Requirements:
How many lines in the listing below contain the string "seafront"? Reply with the number alone.

____ Records provided

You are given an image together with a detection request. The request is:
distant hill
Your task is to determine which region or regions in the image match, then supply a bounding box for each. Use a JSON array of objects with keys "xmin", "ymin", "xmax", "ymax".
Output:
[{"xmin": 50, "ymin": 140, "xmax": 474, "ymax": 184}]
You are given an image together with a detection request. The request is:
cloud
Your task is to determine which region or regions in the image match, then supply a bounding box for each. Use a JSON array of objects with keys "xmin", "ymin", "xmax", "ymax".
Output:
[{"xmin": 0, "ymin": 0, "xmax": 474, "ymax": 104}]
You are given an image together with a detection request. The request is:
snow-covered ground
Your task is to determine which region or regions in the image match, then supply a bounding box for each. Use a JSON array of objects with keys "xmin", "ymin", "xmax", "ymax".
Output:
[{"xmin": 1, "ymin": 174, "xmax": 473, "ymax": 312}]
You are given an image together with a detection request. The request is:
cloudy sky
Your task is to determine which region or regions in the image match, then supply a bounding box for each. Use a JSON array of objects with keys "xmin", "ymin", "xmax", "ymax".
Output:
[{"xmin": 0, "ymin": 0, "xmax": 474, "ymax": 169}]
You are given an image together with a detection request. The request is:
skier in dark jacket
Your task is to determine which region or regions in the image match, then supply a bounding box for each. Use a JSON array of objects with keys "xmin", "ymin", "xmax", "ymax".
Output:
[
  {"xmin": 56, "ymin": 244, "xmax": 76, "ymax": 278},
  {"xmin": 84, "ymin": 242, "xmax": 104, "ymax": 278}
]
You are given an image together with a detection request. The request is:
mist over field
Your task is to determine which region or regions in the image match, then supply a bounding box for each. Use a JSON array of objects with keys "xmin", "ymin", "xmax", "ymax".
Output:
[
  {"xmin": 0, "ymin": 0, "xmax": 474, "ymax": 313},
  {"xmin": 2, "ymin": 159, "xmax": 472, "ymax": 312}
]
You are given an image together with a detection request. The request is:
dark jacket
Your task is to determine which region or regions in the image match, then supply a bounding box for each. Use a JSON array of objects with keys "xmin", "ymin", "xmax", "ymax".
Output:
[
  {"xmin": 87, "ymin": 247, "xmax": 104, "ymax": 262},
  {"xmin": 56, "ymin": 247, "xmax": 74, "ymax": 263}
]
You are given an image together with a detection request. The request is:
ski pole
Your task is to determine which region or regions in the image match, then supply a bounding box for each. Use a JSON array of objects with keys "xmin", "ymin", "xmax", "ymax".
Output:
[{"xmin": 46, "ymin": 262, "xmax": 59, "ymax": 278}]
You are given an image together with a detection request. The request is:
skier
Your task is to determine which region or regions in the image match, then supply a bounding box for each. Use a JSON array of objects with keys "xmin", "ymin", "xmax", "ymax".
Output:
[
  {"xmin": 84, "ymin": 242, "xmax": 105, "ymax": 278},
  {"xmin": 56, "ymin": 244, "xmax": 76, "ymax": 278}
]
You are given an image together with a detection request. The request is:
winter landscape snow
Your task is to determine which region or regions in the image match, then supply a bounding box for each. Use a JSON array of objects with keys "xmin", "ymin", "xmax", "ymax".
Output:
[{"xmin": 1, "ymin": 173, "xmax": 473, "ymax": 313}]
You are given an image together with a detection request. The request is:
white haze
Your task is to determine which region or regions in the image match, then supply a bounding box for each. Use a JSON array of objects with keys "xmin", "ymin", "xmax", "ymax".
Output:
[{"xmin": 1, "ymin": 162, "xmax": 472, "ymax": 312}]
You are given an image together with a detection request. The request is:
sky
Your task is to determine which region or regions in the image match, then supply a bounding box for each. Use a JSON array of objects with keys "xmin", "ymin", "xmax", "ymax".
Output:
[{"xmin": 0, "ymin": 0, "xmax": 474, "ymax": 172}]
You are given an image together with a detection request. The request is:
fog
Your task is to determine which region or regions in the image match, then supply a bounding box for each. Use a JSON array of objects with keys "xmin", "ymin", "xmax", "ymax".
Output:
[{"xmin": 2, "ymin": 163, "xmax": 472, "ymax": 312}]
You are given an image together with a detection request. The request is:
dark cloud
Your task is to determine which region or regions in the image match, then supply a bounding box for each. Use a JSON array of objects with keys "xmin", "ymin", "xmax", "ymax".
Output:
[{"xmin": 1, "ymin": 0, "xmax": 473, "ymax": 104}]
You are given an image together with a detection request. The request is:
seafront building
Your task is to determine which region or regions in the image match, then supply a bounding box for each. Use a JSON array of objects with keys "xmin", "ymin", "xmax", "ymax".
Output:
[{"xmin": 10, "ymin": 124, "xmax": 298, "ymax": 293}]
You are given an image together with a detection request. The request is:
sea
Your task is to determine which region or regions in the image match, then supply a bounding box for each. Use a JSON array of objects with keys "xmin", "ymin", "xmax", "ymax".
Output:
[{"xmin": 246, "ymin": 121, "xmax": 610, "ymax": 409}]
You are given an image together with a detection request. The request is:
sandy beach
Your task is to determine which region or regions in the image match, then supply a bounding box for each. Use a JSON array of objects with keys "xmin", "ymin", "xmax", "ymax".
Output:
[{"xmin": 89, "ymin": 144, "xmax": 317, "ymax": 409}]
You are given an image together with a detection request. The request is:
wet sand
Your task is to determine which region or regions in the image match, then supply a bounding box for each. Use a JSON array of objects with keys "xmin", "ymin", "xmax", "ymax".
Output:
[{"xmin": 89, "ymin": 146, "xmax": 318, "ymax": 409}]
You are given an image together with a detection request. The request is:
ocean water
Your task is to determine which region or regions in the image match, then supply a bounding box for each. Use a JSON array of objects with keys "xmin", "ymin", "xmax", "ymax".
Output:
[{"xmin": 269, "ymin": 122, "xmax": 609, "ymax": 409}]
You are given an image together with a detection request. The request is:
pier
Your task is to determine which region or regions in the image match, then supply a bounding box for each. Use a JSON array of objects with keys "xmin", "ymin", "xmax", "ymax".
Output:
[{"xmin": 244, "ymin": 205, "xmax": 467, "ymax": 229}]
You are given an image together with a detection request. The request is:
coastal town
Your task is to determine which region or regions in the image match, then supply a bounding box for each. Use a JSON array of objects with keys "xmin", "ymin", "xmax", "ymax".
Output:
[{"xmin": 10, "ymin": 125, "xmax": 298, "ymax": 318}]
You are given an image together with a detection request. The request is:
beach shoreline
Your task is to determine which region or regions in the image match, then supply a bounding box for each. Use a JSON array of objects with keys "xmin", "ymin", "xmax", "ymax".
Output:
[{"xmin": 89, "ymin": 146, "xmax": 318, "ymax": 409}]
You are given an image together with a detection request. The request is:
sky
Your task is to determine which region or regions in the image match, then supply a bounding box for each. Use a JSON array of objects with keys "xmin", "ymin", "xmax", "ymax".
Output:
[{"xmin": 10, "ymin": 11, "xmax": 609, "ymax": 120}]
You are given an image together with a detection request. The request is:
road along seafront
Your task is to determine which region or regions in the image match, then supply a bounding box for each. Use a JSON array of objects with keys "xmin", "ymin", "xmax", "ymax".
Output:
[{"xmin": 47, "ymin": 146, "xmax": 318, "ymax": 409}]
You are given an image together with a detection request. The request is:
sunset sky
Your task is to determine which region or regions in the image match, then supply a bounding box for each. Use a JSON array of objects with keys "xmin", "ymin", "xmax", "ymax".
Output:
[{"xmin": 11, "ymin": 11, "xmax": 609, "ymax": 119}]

________

Complete response:
2